#### Text:
By Brian Nixon, Special to ASSIST News Service
ALBUQUERQUE, NEW MEXICO (ANS – October 31, 2016) — As I was sitting with the curating team as they perused my portfolio to choose paintings for The Collective — an artist consortium in Albuquerque, New Mexico — I found myself interested in their thoughts concerning the artwork.
Jason said, “I love them. But lets steer away from the use of violent images and the Bible at this time” (I have paintings of guns, bombs, and the like superimposed over sections of the Bible).
Samantha was interested in the American Icons paintings, caricatures of notable American artists painted over a 1611 section of the King James Bible.
Nikki was looking at the painting, When Death Thinks Softly, part of my series, Thoughts Made Visible. In this particular painting an image of a bull’s skull is painted over Feynman Diagrams. Richard Feynman (1918-1989) was a theoretical physicist known for his work on quantum mechanics and integral formulations.
As they studied the works, I studied their impressions. As any artist knows, when you show your art to others you are exhibiting your contemplations and considerations, your interaction and understanding of the world. With art an artist is presenting a portrait of his or her mind reaching for meaning.
As an artist I am interested in the intersection between images, words, numbers, and symbols, incarnations of mental processes. Art is idea; contemplation made concrete. And though I generally don’t have a thorough explanation for the all the inferences in my artwork, I understand that what’s placed on a paper, canvas, or any artistic medium, carries meaning. And meaning gives artwork momentum to communicate. And communication affords one to listen. In the end, art is about discourse, a conversation between minds set aflame by the presence of an object interwoven with a person’s ability to respond .
During the picking process mentioned above I was interested in the discourse taking place, the response of the curators and the conversation the artwork elicited. It was fascinating.
I’m glad I’m not the only one interested in the discourse the arts provide. In two recent IVP Academic releases and one Cascade book, Jonathan A. Anderson, William Dyrness, Cameron J. Anderson, and Daniel Siedell tackle the often-misunderstood role art — and artists — have taken in the culture and church, particularly as it relates to modern art.

#### Dataset rows:
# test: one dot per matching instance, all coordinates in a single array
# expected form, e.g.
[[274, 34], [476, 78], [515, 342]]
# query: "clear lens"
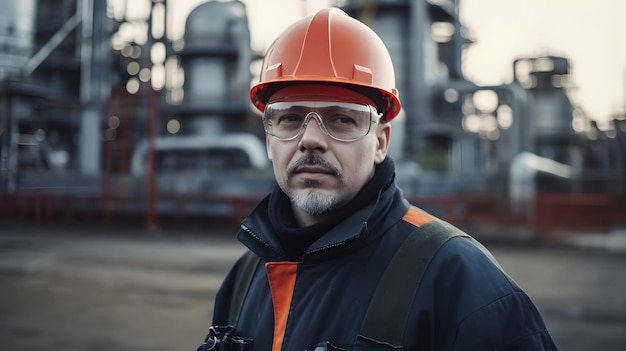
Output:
[[341, 121]]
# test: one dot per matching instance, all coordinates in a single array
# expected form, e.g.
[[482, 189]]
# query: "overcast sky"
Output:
[[591, 33]]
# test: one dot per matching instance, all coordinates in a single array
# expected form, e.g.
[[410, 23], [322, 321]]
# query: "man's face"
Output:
[[319, 173]]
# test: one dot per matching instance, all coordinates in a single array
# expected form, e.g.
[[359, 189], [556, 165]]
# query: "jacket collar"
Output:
[[358, 228]]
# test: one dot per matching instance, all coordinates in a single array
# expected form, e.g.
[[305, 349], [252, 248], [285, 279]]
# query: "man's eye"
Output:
[[343, 119], [289, 119]]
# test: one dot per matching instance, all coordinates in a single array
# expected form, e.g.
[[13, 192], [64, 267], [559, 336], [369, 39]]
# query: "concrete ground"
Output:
[[77, 288]]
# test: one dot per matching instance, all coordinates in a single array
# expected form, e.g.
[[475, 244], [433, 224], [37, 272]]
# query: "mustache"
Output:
[[312, 160]]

#### The tasks:
A. In the article on choosing paintings for The Collective, what is painted over Feynman Diagrams in When Death Thinks Softly?
B. Update the article on choosing paintings for The Collective: write out the passage from "Samantha was interested" up to and including "and integral formulations." again, with "bull’s skull" changed to "ram’s skull".

#### Answers by task:
A. An image of a bull’s skull.

B.
Samantha was interested in the American Icons paintings, caricatures of notable American artists painted over a 1611 section of the King James Bible.
Nikki was looking at the painting, When Death Thinks Softly, part of my series, Thoughts Made Visible. In this particular painting an image of a ram’s skull is painted over Feynman Diagrams. Richard Feynman (1918-1989) was a theoretical physicist known for his work on quantum mechanics and integral formulations.